==== DATASET RECORDS ====

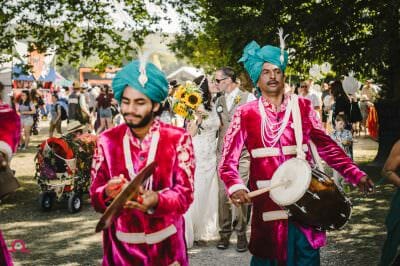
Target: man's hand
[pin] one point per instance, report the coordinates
(240, 197)
(145, 202)
(114, 186)
(366, 185)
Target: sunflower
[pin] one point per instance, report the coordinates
(193, 99)
(180, 109)
(180, 93)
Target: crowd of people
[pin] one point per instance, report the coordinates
(233, 145)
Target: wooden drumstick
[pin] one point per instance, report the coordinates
(260, 191)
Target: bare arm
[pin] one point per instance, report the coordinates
(392, 164)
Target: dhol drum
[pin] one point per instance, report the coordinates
(310, 196)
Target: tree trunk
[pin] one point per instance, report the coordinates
(389, 128)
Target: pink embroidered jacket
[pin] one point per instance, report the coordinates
(137, 238)
(269, 238)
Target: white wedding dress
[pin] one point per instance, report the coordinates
(202, 216)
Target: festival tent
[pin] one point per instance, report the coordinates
(185, 73)
(18, 75)
(54, 77)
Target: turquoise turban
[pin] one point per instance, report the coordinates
(254, 57)
(156, 87)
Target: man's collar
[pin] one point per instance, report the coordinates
(136, 141)
(268, 105)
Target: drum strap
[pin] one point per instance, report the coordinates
(298, 132)
(150, 158)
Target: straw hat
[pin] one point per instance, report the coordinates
(74, 125)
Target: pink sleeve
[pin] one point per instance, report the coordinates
(178, 198)
(100, 177)
(332, 154)
(233, 145)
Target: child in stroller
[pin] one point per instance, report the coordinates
(63, 168)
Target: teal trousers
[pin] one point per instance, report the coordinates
(299, 253)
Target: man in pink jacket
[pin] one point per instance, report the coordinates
(150, 231)
(258, 126)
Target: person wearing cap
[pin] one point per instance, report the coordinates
(77, 107)
(275, 240)
(149, 230)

====

• [TO BE DONE]: Print every line of the material above exactly as it appears, but leave out the pictures.

• [OUTPUT FOR THIS TASK]:
Target: man's hand
[pin] one point per instance, report the coordinates
(240, 197)
(145, 202)
(114, 186)
(366, 185)
Target: sunflower
[pin] one point per instance, report the coordinates
(193, 99)
(180, 109)
(180, 93)
Target: crowd of people
[pin] one point per instance, report the coordinates
(233, 145)
Target: wooden drumstick
[pin] one point per instance, report the coordinates
(260, 191)
Target: bare arm
[pin] one point per instance, report the coordinates
(392, 164)
Target: dhol drum
[pin] one point per instance, report the coordinates
(310, 196)
Target: tree trunk
[pin] one point per instance, report the coordinates
(389, 128)
Target: pink embroidered jacket
[pin] one point per instance, report the coordinates
(137, 238)
(269, 238)
Target: white wedding dress
[pin] one point per instance, report the coordinates
(202, 216)
Target: festival tent
[pin] one point per instance, report the coordinates
(185, 73)
(18, 75)
(54, 77)
Target: turquoise turban
[pin] one point per instance, report the coordinates
(254, 57)
(156, 87)
Target: man's collar
[pin] one point per instance, report the coordinates
(136, 141)
(268, 105)
Target: drum strap
[pin] one point per instance, report the coordinates
(298, 132)
(150, 158)
Target: straw hat
[pin] one point per instance, report the coordinates
(74, 125)
Target: pink sleeve
[pin] one point per instance, report the coordinates
(178, 198)
(100, 177)
(332, 154)
(233, 145)
Target: child in stroller
[pin] one point per instance, report the coordinates
(63, 168)
Target: teal trousers
[pin] one point per instance, report the coordinates
(299, 253)
Target: man in pink jacket
[pin] one point per instance, report the coordinates
(150, 231)
(258, 126)
Target: person wearing cap
[pin] one point per instance, report the coordinates
(77, 107)
(275, 240)
(149, 230)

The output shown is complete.